Material for the task:
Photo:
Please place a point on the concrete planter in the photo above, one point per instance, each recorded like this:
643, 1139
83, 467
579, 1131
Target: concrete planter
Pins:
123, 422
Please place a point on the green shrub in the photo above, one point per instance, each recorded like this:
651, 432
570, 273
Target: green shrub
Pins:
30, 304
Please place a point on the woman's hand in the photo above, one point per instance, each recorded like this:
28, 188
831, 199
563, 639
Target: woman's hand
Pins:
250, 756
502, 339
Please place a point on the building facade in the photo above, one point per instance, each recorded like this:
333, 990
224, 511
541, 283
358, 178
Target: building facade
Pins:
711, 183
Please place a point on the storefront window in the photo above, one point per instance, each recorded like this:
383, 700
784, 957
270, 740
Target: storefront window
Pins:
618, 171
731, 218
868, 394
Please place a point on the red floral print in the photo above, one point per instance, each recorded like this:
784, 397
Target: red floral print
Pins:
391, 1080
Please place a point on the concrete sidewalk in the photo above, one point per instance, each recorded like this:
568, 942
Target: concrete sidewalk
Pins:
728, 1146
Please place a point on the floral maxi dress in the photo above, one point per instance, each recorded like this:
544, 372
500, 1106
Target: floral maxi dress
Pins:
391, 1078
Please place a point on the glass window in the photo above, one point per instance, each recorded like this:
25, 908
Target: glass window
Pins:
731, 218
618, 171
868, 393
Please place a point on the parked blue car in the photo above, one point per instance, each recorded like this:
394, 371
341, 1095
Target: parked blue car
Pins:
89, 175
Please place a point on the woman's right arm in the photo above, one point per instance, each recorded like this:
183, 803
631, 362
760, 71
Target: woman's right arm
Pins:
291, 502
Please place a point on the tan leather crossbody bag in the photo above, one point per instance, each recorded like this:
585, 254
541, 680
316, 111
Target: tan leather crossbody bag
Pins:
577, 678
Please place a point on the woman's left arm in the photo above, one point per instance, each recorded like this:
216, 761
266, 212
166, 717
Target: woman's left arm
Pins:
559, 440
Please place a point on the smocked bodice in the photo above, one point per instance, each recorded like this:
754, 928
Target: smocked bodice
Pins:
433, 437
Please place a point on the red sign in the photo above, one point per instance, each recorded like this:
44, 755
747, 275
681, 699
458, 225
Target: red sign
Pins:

Problem to work on: Each line in the entries above that includes the string "right" should be extracted.

Answer to this exercise:
Please place a point on the woman's right arm in the photo above, one point per instance, each recorded like this:
Target: woman's right arm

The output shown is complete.